# 66GTO info



## enio45 (Aug 18, 2009)

Im looking at a 66 GTO and would like to know where to find info on decoding the trim tag and how to get PHS docs for this car and other relative info that can help me understand the originality of the car? 

This is my first post here as im usually a Camaro guy, but i stumbled onto this car and would like to pursue it. 

Thanks GTO Forum for the opportunity to post here.


----------



## geeteeohguy (Feb 2, 2008)

Welcome. Just google PHS docs, and google "Pontiac trim tag information" and you'll find everything you'll need. It's all on line now, (excepth you'll have to order the PHS papers), and all available to you. If contemplating a GTO purchase, I highly recommend the PHS docs. Money well spent.


----------



## enio45 (Aug 18, 2009)

OK thanks - just did the PHS and verified the car....

Any idea on the value of an orig owner, 50K mile GTO with tripower, all matching numbers, orig paint, never wrecked or damage and 3 speed with no other real options worth mentioning?? 

Thanks again for the info


----------



## geeteeohguy (Feb 2, 2008)

8,000-70,000 depending on options, condition, and THE ECONOMY.


----------



## take5 (Aug 9, 2009)

ENIO45 - I saw your request for '66GTO Info - I own a '66 GTO and you said the one your looking at following PHS confirmation has a 3 speed. I am new to this fantastic GTO Forum site & want to learn all I can about GTO's. I do not remember '66 Goats having a 3 speed - all I remember was either 4 speed or automatic. I would like to hear more from all the knowledgeable owner's regarding this.
I definitely agree that buying a '66 GTO Classic American Icon is money very well spent.


----------



## 68greengoat (Sep 15, 2005)
******
● **GIVEN TASK A**
In the GTO forum thread, what value range does geeteeohguy give for the car?
The records that come next have no connection to the forum thread about the GTO.

● **TASK DATA**
******
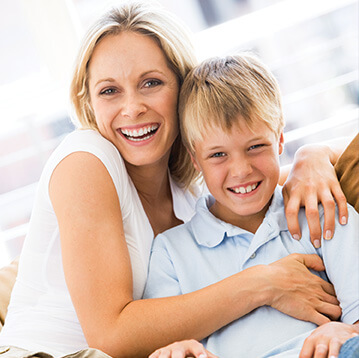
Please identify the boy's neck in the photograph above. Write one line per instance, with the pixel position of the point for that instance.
(250, 223)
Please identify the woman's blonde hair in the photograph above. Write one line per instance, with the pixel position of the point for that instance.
(173, 39)
(219, 89)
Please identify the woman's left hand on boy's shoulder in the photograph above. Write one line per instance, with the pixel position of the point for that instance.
(183, 349)
(326, 340)
(311, 181)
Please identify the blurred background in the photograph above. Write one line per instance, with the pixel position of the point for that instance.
(311, 46)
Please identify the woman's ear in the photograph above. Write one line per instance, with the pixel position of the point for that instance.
(281, 143)
(194, 161)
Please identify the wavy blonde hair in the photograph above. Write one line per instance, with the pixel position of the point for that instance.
(173, 39)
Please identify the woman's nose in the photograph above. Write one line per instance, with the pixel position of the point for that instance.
(132, 106)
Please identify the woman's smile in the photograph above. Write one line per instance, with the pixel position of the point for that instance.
(139, 133)
(134, 97)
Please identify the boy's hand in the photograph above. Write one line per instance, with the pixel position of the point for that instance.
(326, 340)
(311, 181)
(183, 349)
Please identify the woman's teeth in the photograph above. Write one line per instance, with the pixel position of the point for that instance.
(141, 133)
(244, 190)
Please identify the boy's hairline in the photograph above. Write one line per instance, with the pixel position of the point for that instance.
(237, 120)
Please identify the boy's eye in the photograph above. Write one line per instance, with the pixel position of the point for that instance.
(217, 155)
(108, 91)
(152, 83)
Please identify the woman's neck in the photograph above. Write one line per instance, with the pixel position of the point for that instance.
(151, 182)
(154, 190)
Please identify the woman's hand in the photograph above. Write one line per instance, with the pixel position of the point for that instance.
(326, 340)
(312, 180)
(183, 349)
(299, 293)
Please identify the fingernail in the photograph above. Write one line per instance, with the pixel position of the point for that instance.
(328, 235)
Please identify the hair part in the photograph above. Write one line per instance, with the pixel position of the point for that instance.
(220, 89)
(174, 40)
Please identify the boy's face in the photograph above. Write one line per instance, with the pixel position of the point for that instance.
(241, 170)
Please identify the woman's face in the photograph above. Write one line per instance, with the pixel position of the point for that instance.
(134, 97)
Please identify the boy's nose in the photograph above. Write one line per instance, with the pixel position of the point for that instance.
(241, 168)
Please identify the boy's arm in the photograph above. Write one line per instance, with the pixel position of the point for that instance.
(342, 267)
(341, 261)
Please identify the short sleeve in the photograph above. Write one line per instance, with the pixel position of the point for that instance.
(162, 280)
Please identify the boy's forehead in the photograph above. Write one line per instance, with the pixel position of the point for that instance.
(247, 131)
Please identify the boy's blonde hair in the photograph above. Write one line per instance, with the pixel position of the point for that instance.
(219, 89)
(173, 39)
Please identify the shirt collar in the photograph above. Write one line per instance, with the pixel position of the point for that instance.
(210, 231)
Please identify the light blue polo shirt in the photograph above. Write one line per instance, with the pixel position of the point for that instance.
(206, 250)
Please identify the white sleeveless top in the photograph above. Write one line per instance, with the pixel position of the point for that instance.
(41, 315)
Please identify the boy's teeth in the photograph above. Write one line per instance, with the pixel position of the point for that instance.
(243, 190)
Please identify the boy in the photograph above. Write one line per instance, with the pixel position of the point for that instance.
(232, 125)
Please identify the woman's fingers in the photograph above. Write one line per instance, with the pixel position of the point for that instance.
(292, 206)
(341, 202)
(183, 349)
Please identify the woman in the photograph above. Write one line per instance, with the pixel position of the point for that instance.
(106, 192)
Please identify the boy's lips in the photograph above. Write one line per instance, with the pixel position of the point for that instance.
(245, 189)
(139, 133)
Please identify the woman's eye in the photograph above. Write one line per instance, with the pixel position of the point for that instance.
(108, 91)
(217, 155)
(152, 83)
(256, 146)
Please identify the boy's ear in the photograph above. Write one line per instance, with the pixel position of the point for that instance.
(194, 161)
(281, 143)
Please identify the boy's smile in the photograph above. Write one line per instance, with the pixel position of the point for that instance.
(241, 170)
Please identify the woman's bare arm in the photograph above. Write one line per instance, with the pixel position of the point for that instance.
(99, 277)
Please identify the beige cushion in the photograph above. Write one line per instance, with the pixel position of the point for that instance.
(7, 280)
(347, 169)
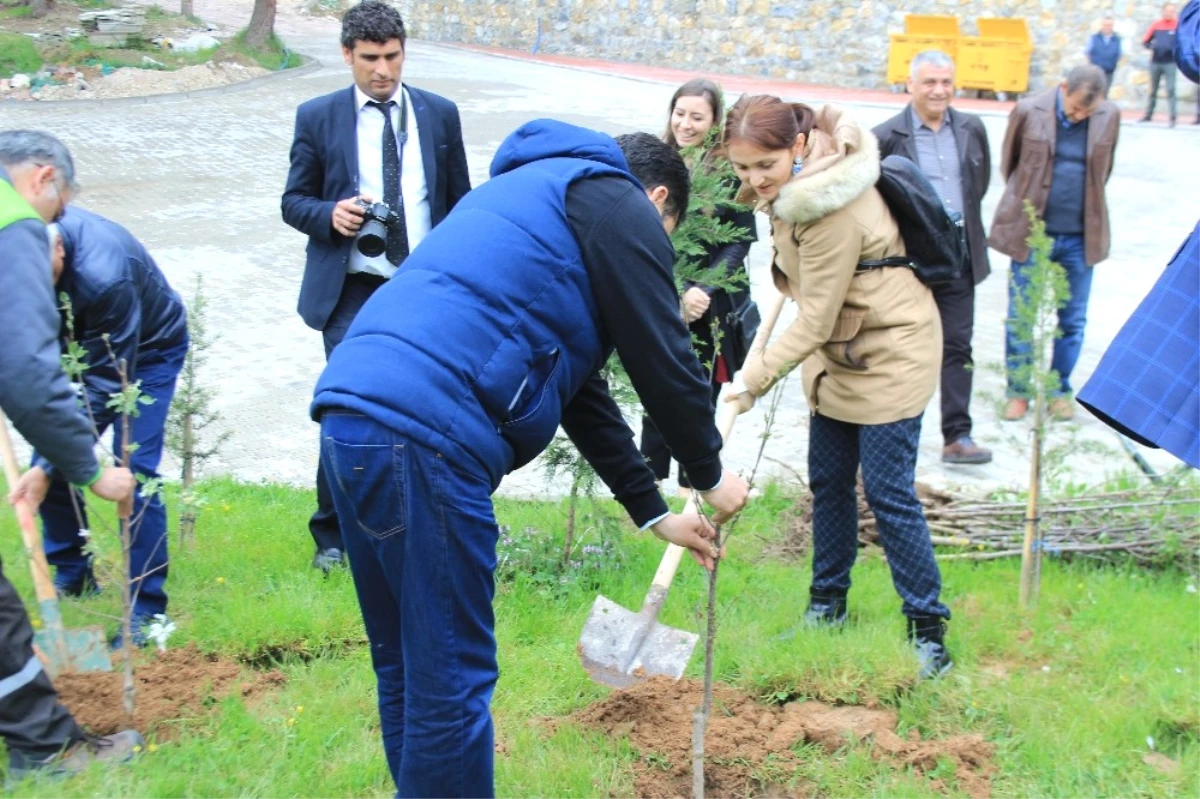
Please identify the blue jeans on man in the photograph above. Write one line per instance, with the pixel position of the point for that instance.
(157, 371)
(1068, 252)
(420, 536)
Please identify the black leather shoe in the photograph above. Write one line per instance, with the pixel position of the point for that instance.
(826, 611)
(928, 636)
(327, 559)
(118, 748)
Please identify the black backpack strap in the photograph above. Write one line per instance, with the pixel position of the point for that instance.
(867, 265)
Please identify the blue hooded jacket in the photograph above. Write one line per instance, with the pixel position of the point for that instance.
(490, 328)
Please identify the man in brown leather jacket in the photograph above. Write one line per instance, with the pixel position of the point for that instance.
(1057, 155)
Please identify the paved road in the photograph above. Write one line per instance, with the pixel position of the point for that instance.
(199, 181)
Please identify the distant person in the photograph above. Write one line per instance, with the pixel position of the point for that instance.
(1159, 40)
(951, 146)
(1057, 155)
(1104, 52)
(695, 109)
(1147, 385)
(379, 140)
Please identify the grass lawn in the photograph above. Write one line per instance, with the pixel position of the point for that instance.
(1068, 695)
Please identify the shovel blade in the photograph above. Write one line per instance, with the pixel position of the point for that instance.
(83, 649)
(621, 648)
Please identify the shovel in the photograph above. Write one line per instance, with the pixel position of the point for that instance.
(619, 647)
(82, 650)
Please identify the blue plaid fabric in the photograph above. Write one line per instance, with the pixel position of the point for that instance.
(888, 456)
(1147, 384)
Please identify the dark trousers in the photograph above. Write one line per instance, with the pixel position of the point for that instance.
(355, 292)
(955, 305)
(33, 724)
(888, 457)
(157, 372)
(658, 454)
(420, 536)
(1157, 72)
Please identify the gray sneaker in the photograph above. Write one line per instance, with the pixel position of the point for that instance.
(109, 749)
(928, 636)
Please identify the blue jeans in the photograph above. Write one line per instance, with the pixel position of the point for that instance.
(888, 456)
(420, 536)
(1068, 252)
(148, 553)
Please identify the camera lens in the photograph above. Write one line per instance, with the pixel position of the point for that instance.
(372, 238)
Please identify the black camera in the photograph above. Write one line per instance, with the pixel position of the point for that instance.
(377, 220)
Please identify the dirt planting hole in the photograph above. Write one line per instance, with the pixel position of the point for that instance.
(175, 685)
(747, 739)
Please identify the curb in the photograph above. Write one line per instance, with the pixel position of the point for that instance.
(309, 65)
(1128, 116)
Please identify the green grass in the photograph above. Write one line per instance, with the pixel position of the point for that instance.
(18, 54)
(274, 56)
(1067, 694)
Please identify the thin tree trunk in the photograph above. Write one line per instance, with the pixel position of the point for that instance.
(571, 505)
(187, 518)
(262, 23)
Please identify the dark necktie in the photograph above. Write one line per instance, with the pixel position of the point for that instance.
(397, 234)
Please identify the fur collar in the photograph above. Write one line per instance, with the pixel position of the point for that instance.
(808, 198)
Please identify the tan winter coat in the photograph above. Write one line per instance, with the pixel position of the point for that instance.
(870, 342)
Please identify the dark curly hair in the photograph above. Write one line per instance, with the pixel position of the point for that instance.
(657, 163)
(372, 22)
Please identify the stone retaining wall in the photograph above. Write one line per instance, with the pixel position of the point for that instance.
(832, 42)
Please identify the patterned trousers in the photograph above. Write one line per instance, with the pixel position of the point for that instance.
(888, 456)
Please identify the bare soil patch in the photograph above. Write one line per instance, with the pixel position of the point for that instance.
(173, 685)
(745, 736)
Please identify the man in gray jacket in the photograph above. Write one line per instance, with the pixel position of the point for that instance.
(36, 180)
(952, 149)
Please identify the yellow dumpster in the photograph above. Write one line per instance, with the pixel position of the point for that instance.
(921, 32)
(997, 59)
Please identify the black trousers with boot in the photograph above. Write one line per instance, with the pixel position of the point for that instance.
(34, 724)
(358, 289)
(955, 305)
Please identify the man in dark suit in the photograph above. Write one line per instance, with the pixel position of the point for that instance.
(381, 142)
(952, 149)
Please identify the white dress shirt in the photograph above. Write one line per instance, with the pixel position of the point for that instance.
(413, 185)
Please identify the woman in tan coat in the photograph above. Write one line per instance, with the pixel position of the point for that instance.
(869, 340)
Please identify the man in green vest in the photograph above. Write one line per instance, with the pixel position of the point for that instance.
(36, 182)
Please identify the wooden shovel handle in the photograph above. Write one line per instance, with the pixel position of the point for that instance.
(726, 415)
(42, 583)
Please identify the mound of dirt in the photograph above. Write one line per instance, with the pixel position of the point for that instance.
(131, 82)
(172, 685)
(657, 716)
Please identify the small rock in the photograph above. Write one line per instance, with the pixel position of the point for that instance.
(196, 43)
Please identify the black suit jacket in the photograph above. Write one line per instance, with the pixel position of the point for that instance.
(325, 170)
(975, 160)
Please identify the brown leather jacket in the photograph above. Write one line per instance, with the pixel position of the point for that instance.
(1027, 167)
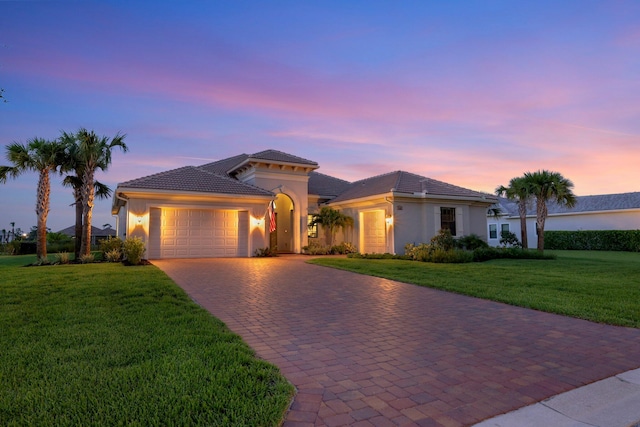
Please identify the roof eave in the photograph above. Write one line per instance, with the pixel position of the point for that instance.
******
● **GIVEN TASK B**
In the records, swap "paved road" for "asphalt street" and change nothing else. Give back only the lines starting with the line that contains "Please identify the paved" and going on through the line that contains "(1147, 384)".

● **WRITTEN REPLY A**
8,000 to 70,000, depending on options, condition, and the economy.

● **WRITTEN REPLY B**
Please identify the asphalt street in the photograph above. Write one line per instance, with the pixel position of the point for that instance.
(199, 181)
Please identify the distant person in the photograph above. Write one line per instance, with the pixel position of the point for that instance.
(1159, 40)
(951, 146)
(1057, 155)
(1104, 52)
(695, 109)
(1147, 385)
(379, 140)
Please identify the grass lawn in the photograph above. Write one line per instance, with the pixel position of the point for that instance.
(1068, 695)
Please identify the shovel blade in the photograph above. Write one line per instance, with the pixel position of the point for that instance.
(83, 649)
(621, 648)
Please identify the shovel in the photograph above. Write one line per instance, with the pixel position of the point for that instance.
(619, 647)
(82, 650)
Please identify the blue plaid fabric in the photograph above. Write one line per instance, with the pixel position of the point for that instance.
(888, 456)
(1147, 384)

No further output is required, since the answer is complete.